::: GIVEN PASSAGE :::

I have a confession to make. I decided I should make it now, whilst I don’t have many (any) readers and it’s less terrifying.
I suffer from depression. That’s not a bad mood, or a sad mood, or any kind of mood. It’s a mental health condition. It’s an illness. It’s chronic, and it doesn’t go away. Sometimes it’s “in remission” and sometimes it’s crippling.
I went to my doctor a few years ago whilst I was working at an office in London, concerned about my lack of sleep, my poor appetite, my unruly digestive system, my fatigue and my general sense of dread about life. I’d actually gone to see her about something else entirely, and added on a nervous question about stress as an afterthought.
“I wanted to ask you about managing stress,” I said as she scribbled me a prescription for something else. “I mean… I’m not…”
I burst into tears. She offered me a box of the finest in NHS-funded flimsy tissues.
I was lucky that my GP was so kind and attentive and listened to my garbled sob story (literally) as I tried to explain that I couldn’t get up in the mornings, that I felt like an observer in life, that my guts were churning over every single worry and fear I could think of, and that I was thinking of a lot of them lately.
She smiled sympathetically and said, “I don’t think it’s stress that we need to address here. I think it’s your very obviously low mood.”
Low mood. That’s how the medical profession label it to start with. It sounds innocuous enough, as if it’s just a little deflated and needs some air. My GP offered me antidepressants, although even she admitted they were little more than a chemical scratch for an itching sore, which I declined for exactly that reason. If my mood was low, I needed to find out why, and I needed to fix that.
She gave me a leaflet for a counselling service which had a sliding scale of fees depending on your income, and suggested they would be better than NHS therapy which would only be a few sessions, and likely wouldn’t be of much use in managing a long-term condition like mine.
I went to weekly therapy for six months back in 2012. If anything, it gave me a morning off work once a week, and a place to go and say things that I thought were too idiotic to say to my friends and family. For the first few weeks I would sit and cry and talk about how I couldn’t stop crying even though I didn’t know why I was doing it. After that I began to struggle a little with what I wanted to say.
That’s the problem with depression. It isn’t about anything. I wasn’t sad. I wasn’t angry. I wasn’t frustrated or tired or embarrassed. I wasn’t anything. I felt like a big void was inside me, and I was drifting through each day just hoping to make it to bed so I could at least be unconscious for a few hours and not have to think about how empty and useless I felt.
Then I met Cowboy and my life changed direction entirely, and my demons took a pretty decent break. I no longer had the office drudgery, I lived somewhere new and quiet and pretty, and I met a whole new bunch of people. Gosh, I even had some fun.

::: SOURCE INFORMATION :::

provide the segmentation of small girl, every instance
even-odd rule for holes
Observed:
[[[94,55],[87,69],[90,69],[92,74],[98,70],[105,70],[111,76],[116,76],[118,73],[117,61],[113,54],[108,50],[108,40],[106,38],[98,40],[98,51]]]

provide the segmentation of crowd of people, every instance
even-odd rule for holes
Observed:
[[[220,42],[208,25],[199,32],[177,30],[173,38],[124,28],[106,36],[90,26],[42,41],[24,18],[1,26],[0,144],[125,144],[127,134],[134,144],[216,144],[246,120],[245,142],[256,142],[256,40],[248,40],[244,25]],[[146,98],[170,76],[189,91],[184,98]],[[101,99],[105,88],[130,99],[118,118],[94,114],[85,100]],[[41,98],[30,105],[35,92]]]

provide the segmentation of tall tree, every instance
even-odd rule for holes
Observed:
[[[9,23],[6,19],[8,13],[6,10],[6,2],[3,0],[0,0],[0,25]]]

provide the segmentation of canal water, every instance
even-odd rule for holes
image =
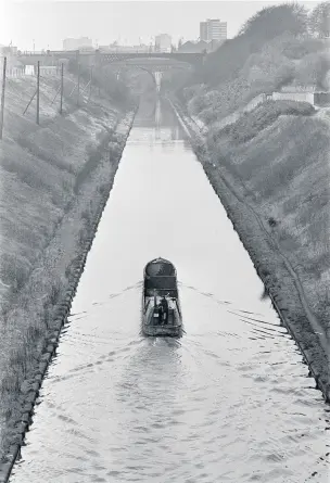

:::

INSTRUCTIONS FOR THE TASK -
Answer from the passage on depression:
(a) Where was the writer working at the time of the visit to the doctor?
(b) What did the GP say about the antidepressants she offered?
(c) How long did the writer attend weekly therapy, and in what year?
The entries play no part in this exercise.

TASK SOLUTION -
(a) At an office in London.
(b) She admitted they were little more than a chemical scratch for an itching sore.
(c) For six months, in 2012.